→ **WHAT THE TASK ASKS**
Can you reproduce, word for word, the part of the commentary below on Baroness Greenfield's warnings that opens with the words containing "She criticised the" and closes with "other screen-based technology."?

··· PASSAGE FOR REVIEW

Baroness Greenfield, professor of pharmacology at Oxford University, said a decline in physical human contact meant children struggled to formulate basic social skills and emotional reactions.

She criticised the “unhealthy” addiction to Twitter among some users who resort to increasingly nasty outbursts under the “sanitised and often anonymous guise of the web”. 

Did someone have a go at the Baroness on Twitter? Or is she merely surfing on the Twitter brand - after all, her main beef is about the social development of children. And Twitter is full of children!

Baroness Greenfield quoted figures showing that more than half of 13- to 17-year-olds now spend more than 30 hours a week using video games, computers, e-readers, mobile phones and other screen-based technology. 

Apparently all this stuff is making children less well-behaved, is turning them into a bunch of narcissists and creating a generation of cyber-bullies. Doubtless something must be done!
 
“To have this ultimate beauty contest showing how much better you are than everyone else can only lead to sadness because there will always be someone who scores higher than you," she said. "It means you are constantly lacking in self-esteem, over narcissistic and, at the same time, in constant anxiety.”

Baroness Greenfield also warned that social networking websites were fuelling bullying, adding: “The anonymity of the web can make it easier to do and also removes the constraints that would normally apply for what one might regard as human nature.” 

The good Baroness presents no evidence at all to support her contentions - not a single study, nothing that has been through that pesky peer review process. This is just comment made in an interview ahead of Baroness Greenfield presenting her "findings" (also known as her "opinion"). The only piece of "evidence" is a report of an opinion survey of English teachers who think kids have shorter attention spans. Now I love opinion polls but this isn't evidence of anything other than the informed prejudice of one set of teachers.

······
··· INPUT DATA

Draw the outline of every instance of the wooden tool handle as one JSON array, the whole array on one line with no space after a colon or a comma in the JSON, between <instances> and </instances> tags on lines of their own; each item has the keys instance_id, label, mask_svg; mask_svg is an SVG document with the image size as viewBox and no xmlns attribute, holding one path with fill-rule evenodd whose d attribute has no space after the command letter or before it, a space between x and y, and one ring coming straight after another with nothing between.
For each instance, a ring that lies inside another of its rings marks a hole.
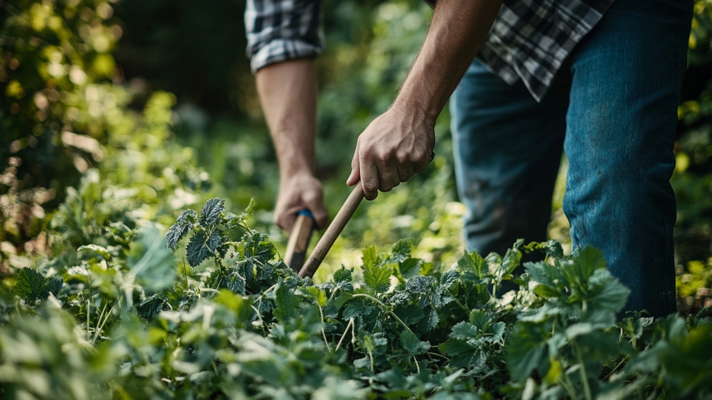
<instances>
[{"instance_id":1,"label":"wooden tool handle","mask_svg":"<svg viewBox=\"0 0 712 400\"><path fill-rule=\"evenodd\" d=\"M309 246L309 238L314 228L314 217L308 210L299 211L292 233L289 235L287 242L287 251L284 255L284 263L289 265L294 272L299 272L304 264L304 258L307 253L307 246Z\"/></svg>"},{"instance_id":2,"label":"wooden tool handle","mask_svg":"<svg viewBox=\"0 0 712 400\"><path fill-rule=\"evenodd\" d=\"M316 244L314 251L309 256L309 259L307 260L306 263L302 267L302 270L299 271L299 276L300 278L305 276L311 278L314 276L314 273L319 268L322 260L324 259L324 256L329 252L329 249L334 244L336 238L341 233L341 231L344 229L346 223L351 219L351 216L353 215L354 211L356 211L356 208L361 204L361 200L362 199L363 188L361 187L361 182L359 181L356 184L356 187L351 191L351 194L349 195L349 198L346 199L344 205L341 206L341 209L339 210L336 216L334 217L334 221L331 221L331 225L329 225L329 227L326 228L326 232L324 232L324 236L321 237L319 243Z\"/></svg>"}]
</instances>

······

→ **WRITTEN REPLY**
She criticised the “unhealthy” addiction to Twitter among some users who resort to increasingly nasty outbursts under the “sanitised and often anonymous guise of the web”. 

Did someone have a go at the Baroness on Twitter? Or is she merely surfing on the Twitter brand - after all, her main beef is about the social development of children. And Twitter is full of children!

Baroness Greenfield quoted figures showing that more than half of 13- to 17-year-olds now spend more than 30 hours a week using video games, computers, e-readers, mobile phones and other screen-based technology.